EXERCISES TO COMPLETE
A) Copy word for word the part of the piece on musicians and their audiences starting with "Canadian Brass is" and going on through "to the group.".
B) Write what comes next in the piece on musicians and their audiences, picking up after its final sentence.

DOCUMENT SECTION
━━━━━━━━━━━━━━━━━━━━
In his book, Why New Orleans Matters, novelist and writer Tom Piazza shares an anecdote on the nature of performer-audience interactions imparted to him by famous New Orleans pianist, Dr. John. Piazza recalls, “[he] once told me that when a brass band plays at a small club back up in one of the neighborhoods, it's as if the audience--dancing, singing to the refrains, laughing--is part of the band. They are two parts of the same thing... Since everyone is listening to different parts of the music--she to the trumpet melody, he to the bass drum, she to the trombone--the audience is a working model in three dimensions of the music, a synesthesic [sic] transformation of materials”. Apart from its indisputably original phrasing, this quote gets at the heart of why many people feel such a strong connection with music, namely, most of it is created to be shared as part of an interaction. As such, it follows that one characteristic that makes a musician or band “great” is the ability to create unique interactions with their audiences, to invite an audience to participate in the creation of musical moments and to inspire a sort of emotional (and oftentimes, visceral) symbiosis with the listener.

Canadian Brass is an excellent example of an ensemble that embraces the chance to enkindle such interactions with their audiences and have capitalized on these opportunities for much of the last half a century. The ensemble is known the world over for their musicianship and idiosyncratic, occasionally comedic, sometimes educational, always engaging live performances. For the uninitiated, their NPR “Tiny Desk” performance offers a lively introduction to the group.
━━━━━━━━━━━━━━━━━━━━
MATERIAL
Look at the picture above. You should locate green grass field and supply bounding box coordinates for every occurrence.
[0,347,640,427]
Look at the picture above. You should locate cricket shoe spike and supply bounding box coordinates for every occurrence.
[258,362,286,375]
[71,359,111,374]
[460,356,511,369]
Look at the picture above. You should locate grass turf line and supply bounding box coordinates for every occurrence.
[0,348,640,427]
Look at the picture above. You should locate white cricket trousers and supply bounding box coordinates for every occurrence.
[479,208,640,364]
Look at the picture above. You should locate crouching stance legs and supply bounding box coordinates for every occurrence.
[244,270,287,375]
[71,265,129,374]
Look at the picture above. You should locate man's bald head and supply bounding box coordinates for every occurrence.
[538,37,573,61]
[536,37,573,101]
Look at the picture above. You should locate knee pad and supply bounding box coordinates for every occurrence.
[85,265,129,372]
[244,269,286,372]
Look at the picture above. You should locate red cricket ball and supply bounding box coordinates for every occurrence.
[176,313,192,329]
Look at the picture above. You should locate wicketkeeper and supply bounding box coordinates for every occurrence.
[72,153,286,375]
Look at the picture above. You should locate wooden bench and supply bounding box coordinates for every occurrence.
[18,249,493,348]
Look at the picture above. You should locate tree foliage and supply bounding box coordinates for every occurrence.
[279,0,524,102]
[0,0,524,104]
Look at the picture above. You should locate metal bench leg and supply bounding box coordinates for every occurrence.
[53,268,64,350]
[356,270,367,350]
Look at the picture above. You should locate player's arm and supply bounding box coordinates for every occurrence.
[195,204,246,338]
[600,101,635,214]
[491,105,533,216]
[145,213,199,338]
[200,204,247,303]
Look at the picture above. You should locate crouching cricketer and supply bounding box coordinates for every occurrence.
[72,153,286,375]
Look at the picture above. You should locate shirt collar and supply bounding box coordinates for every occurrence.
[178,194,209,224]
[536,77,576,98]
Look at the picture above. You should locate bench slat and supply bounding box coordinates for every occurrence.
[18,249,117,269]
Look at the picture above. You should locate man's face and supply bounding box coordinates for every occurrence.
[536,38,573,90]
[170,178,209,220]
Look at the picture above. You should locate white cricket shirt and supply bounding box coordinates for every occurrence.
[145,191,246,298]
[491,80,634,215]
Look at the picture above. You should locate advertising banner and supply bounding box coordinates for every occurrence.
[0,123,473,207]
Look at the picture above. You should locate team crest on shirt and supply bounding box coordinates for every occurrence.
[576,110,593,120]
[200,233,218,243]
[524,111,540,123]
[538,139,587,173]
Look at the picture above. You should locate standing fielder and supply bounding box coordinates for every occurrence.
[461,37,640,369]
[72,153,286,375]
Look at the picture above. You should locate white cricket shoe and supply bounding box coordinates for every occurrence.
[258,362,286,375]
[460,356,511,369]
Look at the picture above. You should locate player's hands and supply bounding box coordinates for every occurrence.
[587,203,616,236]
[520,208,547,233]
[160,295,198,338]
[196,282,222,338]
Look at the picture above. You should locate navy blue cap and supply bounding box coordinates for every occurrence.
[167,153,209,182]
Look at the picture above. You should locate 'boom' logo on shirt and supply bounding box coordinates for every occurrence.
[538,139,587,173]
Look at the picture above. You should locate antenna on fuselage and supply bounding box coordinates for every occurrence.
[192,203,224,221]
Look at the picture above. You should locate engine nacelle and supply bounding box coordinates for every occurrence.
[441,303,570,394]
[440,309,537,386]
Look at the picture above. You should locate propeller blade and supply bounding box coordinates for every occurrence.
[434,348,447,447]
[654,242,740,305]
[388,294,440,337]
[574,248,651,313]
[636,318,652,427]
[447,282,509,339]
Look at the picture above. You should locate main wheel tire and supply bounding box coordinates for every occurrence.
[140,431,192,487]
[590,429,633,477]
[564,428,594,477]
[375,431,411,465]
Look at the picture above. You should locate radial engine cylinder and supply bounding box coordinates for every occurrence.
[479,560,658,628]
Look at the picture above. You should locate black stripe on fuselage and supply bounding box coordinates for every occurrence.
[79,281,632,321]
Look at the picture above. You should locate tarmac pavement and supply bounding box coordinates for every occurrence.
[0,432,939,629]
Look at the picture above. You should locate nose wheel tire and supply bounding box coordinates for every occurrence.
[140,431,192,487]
━━━━━━━━━━━━━━━━━━━━
SOLVED TASKS
A)
Canadian Brass is an excellent example of an ensemble that embraces the chance to enkindle such interactions with their audiences and have capitalized on these opportunities for much of the last half a century. The ensemble is known the world over for their musicianship and idiosyncratic, occasionally comedic, sometimes educational, always engaging live performances. For the uninitiated, their NPR “Tiny Desk” performance offers a lively introduction to the group.

B)
Beginning with a matinee performance this Sunday, the quintet will kick-off a short residency at UIUC. I had the privilege of speaking with former member, Bernhard Scully, now a professor at the U of I School of Music, ahead of the show. A man of many talents, Mr. Scully was kind enough to share a bit about his work at the university, a few of his experiences with Canadian Brass and why, in an age of iPhones and YouTube, connecting with the audience is such a vital part of the live music.

 

Smile Politely: Can you tell us a little about yourself and what you do here at the U of I?

Bernhard Scully: Sure. I’m the Associate Professor of Horn at the University of Illinois. This is my eighth year now. I teach the horn in private lessons, I teach the horn studio class, I’ve directed the horn choir, I coach chamber music, and I co-directed the orchestral repertoire class for seven years. I also play in chamber music, occasionally, and in the sinfonia da camera which is the local student-faculty group here directed by Ian Hobson.

SP: In your bio, I read that you also serve as artistic director of a nonprofit called, “Cormont Music”. Can you tell us a little about this organization and its goals?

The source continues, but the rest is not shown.